The task: Render the records as a Markdown table with the columns Row and Entry, starting at the beginning of the records and going on through the line containing "[487,162,519,304]". Number each line in Row, skip blank lines and leave out the pictures.

═════ The input

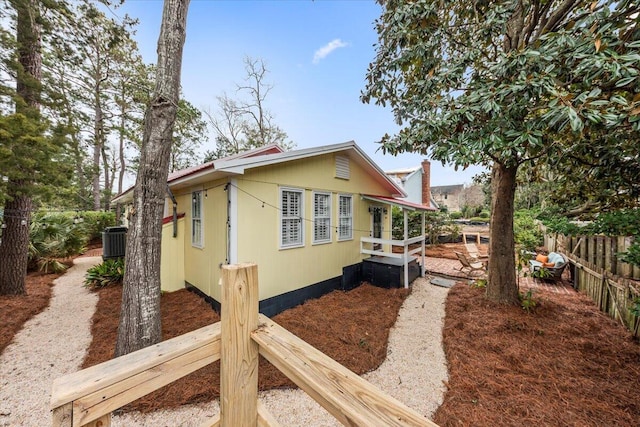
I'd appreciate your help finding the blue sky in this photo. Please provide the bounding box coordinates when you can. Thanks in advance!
[112,0,481,185]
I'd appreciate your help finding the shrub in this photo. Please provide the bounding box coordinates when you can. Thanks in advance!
[84,258,124,290]
[77,211,116,241]
[29,213,87,273]
[449,212,462,219]
[513,210,543,251]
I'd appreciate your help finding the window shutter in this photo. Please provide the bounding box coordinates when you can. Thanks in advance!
[336,156,351,179]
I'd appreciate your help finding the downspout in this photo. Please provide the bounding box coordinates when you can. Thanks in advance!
[167,184,178,238]
[224,182,231,265]
[225,179,238,264]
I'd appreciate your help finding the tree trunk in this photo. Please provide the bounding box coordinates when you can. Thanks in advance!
[0,0,42,295]
[115,0,189,357]
[92,84,107,211]
[487,162,519,304]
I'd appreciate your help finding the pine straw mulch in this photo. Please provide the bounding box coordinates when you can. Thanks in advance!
[434,284,640,426]
[82,284,408,412]
[0,261,71,353]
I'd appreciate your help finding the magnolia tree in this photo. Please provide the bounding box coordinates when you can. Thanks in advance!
[362,0,640,304]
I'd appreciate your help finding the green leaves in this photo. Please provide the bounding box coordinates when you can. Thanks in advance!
[362,0,640,210]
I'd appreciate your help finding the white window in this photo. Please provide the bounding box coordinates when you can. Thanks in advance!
[280,188,304,248]
[338,194,353,240]
[191,191,204,248]
[313,192,331,243]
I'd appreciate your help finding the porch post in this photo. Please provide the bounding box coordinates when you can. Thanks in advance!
[420,211,427,277]
[402,208,409,288]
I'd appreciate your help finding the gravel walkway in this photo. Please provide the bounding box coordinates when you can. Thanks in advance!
[0,257,102,426]
[0,257,448,427]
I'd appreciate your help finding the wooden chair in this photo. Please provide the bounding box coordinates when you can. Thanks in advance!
[454,252,485,275]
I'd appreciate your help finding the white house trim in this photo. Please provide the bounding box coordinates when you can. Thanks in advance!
[227,178,238,264]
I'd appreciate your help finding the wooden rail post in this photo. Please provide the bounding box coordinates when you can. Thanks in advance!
[220,264,258,427]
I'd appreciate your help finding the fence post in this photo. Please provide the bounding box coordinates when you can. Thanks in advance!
[220,264,258,427]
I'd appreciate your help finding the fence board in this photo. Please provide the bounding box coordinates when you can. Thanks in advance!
[594,236,605,268]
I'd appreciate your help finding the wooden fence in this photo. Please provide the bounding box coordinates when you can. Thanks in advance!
[51,264,436,427]
[541,226,640,337]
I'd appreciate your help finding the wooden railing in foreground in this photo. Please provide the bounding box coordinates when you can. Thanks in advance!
[51,264,436,427]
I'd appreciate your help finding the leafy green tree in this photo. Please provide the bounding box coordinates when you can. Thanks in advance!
[362,0,640,304]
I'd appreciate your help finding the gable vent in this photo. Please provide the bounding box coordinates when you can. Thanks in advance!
[336,156,351,179]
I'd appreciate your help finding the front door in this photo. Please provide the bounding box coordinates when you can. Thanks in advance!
[371,206,382,251]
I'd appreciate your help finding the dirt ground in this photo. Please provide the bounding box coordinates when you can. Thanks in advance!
[434,284,640,426]
[0,245,640,426]
[0,264,70,353]
[83,284,408,412]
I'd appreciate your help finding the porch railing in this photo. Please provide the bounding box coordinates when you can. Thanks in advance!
[360,235,426,288]
[51,264,436,427]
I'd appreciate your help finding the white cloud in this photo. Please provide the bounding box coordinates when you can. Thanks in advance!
[313,39,349,64]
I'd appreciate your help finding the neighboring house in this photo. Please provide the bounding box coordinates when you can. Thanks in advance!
[385,160,438,209]
[114,142,426,316]
[431,184,464,212]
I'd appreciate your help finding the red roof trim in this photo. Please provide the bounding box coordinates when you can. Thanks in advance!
[363,194,436,211]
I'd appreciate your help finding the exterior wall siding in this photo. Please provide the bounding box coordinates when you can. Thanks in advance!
[169,181,227,301]
[162,153,391,310]
[160,218,186,292]
[238,154,391,300]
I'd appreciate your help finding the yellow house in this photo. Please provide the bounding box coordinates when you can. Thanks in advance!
[116,142,430,316]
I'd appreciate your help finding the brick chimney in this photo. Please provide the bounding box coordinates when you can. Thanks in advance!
[422,160,431,206]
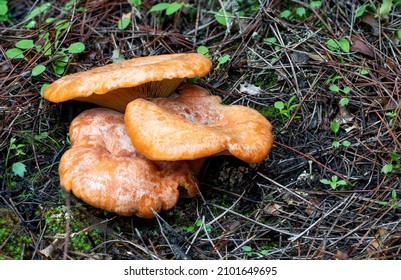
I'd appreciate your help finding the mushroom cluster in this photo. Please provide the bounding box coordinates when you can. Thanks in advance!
[44,53,273,218]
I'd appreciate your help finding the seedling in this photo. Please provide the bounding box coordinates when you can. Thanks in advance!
[148,1,192,16]
[5,137,26,187]
[197,46,230,70]
[320,175,347,190]
[330,120,351,148]
[386,102,401,126]
[274,95,300,120]
[0,0,13,24]
[329,84,351,106]
[241,245,269,257]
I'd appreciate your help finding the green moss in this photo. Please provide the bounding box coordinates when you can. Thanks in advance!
[44,204,103,252]
[0,209,32,260]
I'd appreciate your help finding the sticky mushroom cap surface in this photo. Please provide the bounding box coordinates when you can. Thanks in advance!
[43,53,212,112]
[59,108,198,218]
[124,85,273,163]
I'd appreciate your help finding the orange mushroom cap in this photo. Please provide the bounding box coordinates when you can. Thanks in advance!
[124,85,273,163]
[43,53,212,112]
[59,108,198,218]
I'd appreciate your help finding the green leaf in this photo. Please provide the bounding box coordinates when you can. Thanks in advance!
[274,101,284,111]
[336,180,347,186]
[242,245,252,252]
[377,0,393,17]
[217,54,230,64]
[196,46,209,55]
[54,19,70,31]
[359,68,369,75]
[309,1,322,9]
[381,163,393,174]
[329,85,340,92]
[390,152,400,161]
[25,3,51,20]
[40,84,50,96]
[6,48,25,59]
[148,3,170,13]
[263,37,277,45]
[295,7,306,18]
[34,131,49,140]
[330,120,340,133]
[32,64,46,76]
[326,39,340,51]
[11,162,26,178]
[25,20,36,29]
[117,17,131,30]
[338,97,349,107]
[130,0,142,8]
[326,38,350,52]
[214,11,232,26]
[341,140,351,148]
[0,2,8,16]
[68,42,85,54]
[355,4,368,18]
[15,39,35,50]
[166,2,184,16]
[337,38,350,52]
[52,64,65,75]
[280,10,291,19]
[320,179,331,185]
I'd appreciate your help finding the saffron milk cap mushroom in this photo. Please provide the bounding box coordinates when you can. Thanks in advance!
[59,108,198,218]
[43,53,212,112]
[124,85,273,163]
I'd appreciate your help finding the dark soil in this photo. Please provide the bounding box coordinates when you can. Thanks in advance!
[0,0,401,259]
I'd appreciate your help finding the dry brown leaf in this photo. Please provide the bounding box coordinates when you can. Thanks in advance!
[351,36,375,57]
[336,106,355,125]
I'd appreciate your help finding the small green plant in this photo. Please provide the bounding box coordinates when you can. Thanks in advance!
[148,1,192,16]
[274,95,300,120]
[196,46,230,70]
[6,20,85,76]
[381,152,401,174]
[355,4,369,18]
[329,84,351,106]
[326,38,350,53]
[330,120,352,148]
[386,102,401,126]
[117,13,131,30]
[241,245,270,257]
[320,175,347,190]
[0,0,13,24]
[4,137,26,187]
[280,1,322,21]
[0,209,32,260]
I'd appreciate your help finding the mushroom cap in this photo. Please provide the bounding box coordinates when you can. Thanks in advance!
[59,108,198,218]
[43,53,212,112]
[124,85,273,163]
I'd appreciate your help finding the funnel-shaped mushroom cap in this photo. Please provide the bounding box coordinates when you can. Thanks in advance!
[43,53,212,112]
[59,108,198,218]
[124,85,273,163]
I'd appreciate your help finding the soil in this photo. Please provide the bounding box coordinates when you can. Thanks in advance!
[0,0,401,259]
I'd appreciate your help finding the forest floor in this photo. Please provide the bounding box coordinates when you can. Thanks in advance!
[0,0,401,260]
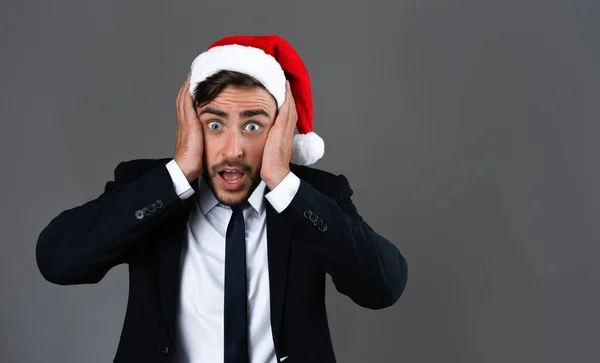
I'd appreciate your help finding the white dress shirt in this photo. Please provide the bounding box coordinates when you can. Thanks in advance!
[167,160,300,363]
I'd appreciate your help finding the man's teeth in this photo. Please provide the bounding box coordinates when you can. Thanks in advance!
[223,170,244,184]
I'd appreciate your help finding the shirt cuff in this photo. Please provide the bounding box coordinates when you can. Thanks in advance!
[166,159,195,199]
[265,171,300,213]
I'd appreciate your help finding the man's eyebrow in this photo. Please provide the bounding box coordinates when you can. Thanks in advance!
[200,107,227,118]
[240,109,270,118]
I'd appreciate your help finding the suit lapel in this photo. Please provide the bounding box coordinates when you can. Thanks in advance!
[157,179,198,342]
[267,203,291,349]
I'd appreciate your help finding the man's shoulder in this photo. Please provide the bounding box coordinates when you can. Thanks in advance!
[110,157,345,194]
[290,164,350,197]
[114,158,173,182]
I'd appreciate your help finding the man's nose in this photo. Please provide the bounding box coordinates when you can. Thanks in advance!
[223,132,244,159]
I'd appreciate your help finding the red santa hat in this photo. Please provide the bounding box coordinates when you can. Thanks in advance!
[190,35,325,165]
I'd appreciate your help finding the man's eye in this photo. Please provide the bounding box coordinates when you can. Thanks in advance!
[244,122,260,132]
[208,121,221,131]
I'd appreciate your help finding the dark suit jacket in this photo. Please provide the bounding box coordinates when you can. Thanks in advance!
[36,158,407,363]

══════════

The result:
| Row | Entry |
|---|---|
| 1 | I'd appreciate your help finding the blue sky in this photo. Please provide the bounding box coordinates when you can. Thanks in advance! |
| 2 | [112,0,481,185] |
| 3 | I'd appreciate your help finding the shrub in this photo. Please provide the bounding box coordinates when you can. Thanks in advance! |
| 4 | [84,258,124,290] |
| 5 | [77,211,116,241] |
| 6 | [29,213,87,273] |
| 7 | [449,212,462,219] |
| 8 | [513,210,543,251] |
| 9 | I'd appreciate your help finding the window shutter in this photo. Please provide the bounding box coordinates when you can. Thanks in advance! |
| 10 | [336,156,351,179] |
| 11 | I'd appreciate your help finding the downspout in this photo. Please provide the bounding box coordinates when you can. Thanks in advance! |
| 12 | [167,184,178,238] |
| 13 | [224,182,231,265] |
| 14 | [225,179,238,264] |
| 15 | I'd appreciate your help finding the tree trunk in this photo. Please provide the bounding box coordinates when you can. Thanks in advance! |
| 16 | [0,0,42,295] |
| 17 | [115,0,189,357] |
| 18 | [92,84,107,211] |
| 19 | [487,162,519,304] |